■ PASSAGE PROVIDED ■
- - - - - - -

In Rise, we wholeheartedly support Protest Against School Fines. Fines penalise families with very legitimate reasons for keeping students off from school such as for prolonged illness and medical appointments. Furthermore, they aim to shift blame away from the decades of damage inflicted on education in the form of budget cuts, ballooning classroom sizes and the ravages of privatisation draining school resources.
Natalie, the founder of Protest Against School Fines, makes a very sympathetic case for opposing school attendance fines. Raising an autistic daughter with a Pathological Demand Avoidance Profile (PDA), Natalie knows all too well how what might seem like simple things such as morning routines, packing a school bag or leaving just in time to beat the traffic present massive challenge for neurodiverse students leading to massive distress, aggravated further by an increasingly high stakes testing and a punitive culture within schools.

- - - - - - -

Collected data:
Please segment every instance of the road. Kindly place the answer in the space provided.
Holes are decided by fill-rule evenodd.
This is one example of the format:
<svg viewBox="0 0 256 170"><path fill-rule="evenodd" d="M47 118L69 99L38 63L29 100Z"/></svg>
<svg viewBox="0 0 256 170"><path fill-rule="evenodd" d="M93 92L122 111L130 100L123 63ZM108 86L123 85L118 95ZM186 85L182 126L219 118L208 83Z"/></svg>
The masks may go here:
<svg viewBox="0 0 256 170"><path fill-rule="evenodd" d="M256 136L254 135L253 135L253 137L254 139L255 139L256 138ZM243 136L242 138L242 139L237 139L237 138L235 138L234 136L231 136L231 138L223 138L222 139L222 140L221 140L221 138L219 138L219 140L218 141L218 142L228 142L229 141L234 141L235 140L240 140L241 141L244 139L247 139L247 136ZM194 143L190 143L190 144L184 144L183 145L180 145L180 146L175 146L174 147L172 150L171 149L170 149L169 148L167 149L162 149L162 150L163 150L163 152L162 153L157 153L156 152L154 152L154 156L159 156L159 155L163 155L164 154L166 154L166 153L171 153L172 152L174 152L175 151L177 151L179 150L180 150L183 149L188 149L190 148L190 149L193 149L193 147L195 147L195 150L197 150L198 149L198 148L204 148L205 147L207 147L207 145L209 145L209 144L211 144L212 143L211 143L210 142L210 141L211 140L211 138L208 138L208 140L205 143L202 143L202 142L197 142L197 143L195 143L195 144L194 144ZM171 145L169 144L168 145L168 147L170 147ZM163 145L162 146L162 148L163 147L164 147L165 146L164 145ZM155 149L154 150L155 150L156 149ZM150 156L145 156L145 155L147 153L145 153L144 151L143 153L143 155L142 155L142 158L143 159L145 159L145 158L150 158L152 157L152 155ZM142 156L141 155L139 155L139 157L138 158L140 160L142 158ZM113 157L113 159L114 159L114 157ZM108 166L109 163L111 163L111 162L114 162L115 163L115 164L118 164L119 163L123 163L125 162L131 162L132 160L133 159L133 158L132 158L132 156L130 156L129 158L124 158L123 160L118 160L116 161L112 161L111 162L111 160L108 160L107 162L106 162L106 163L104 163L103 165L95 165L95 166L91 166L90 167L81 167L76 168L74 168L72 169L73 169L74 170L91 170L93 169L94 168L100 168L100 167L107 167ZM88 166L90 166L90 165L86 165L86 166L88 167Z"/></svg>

- - - - - - -

■ TASK ■
Reproduce the statement on school fines verbatim, everything from "In Rise, we" down to "draining school resources.".

■ RESULT OF THIS EXERCISE ■
In Rise, we wholeheartedly support Protest Against School Fines. Fines penalise families with very legitimate reasons for keeping students off from school such as for prolonged illness and medical appointments. Furthermore, they aim to shift blame away from the decades of damage inflicted on education in the form of budget cuts, ballooning classroom sizes and the ravages of privatisation draining school resources.